■ **What to do**
Resume the article on confirmatory hypothesis testing below, continuing from its last line.

A Framework for Confirmatory Hypothesis Testing

Author

Florian Wickelmaier

Published

May 12, 2026

Testing a hypothesis proceeds in three phases.

Phase I: Planning and Modeling

Set up a data-generating model that represents your hypothesis; this involves choosing a statistical model, a test, and setting all the auxiliary parameters to plausible values (substantive knowledge required).
Be specific about H\(_1\): Set the focus parameter(s) of the model to a value just large enough to represent an effect size (deviation from H\(_0\)) that you would regret missing.
Determine the number of observations (\(n\)) by a simulation-based power analysis (Wickelmaier 2026); that is:
- repeatedly generate observations from the model
- and each time run the test on these observations
- count the proportion of significant tests (\(=\) power)
- adjust \(n\) and repeat until power is large enough

Outcome 1 (unlikely)

The observations are similar to what the model can generate AND the observed effect estimate is AT LEAST AS LARGE as what was deemed relevant. -> Decide for H\(_1\)
Outcome 2 (unlikely)

■ **Given information**

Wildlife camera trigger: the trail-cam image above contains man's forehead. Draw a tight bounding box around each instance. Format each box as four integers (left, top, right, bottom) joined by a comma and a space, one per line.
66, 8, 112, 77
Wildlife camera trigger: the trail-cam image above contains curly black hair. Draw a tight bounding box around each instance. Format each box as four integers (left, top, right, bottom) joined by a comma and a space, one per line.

■ **Response to this task**
The observations are similar to what the model can generate AND the observed effect estimate is SMALLER than what was deemed relevant. -> Decide for H\(_0\)
Outcome 3 (likely)

The observations are dissimilar to what the model can generate. -> Don’t draw any (firm) conclusions.

Outcome 1: Realistically-sized (\(=\) small) effects have a chance to be found and reported (due to power, a-priori relevance criterion).
Outcome 2: Because we have put H\(_0\) at a severe falsification risk (power again), we get corroboration if we cannot reject.
Outcome 3: At least we know that we don’t know.

As Outcome 3 will be most likely, we will usually only learn that we are lacking specific theories for making successful predictions.
The similarity criterion (When does the generating model hold?) is vague.

The procedure is basically the Neyman-Pearson paradigm (no originality is claimed), but it emphasizes the need for a (substantively plausible) data-generating model.
It focuses on what is a relevant effect size. This has to be decided before the data are collected (prior relevance).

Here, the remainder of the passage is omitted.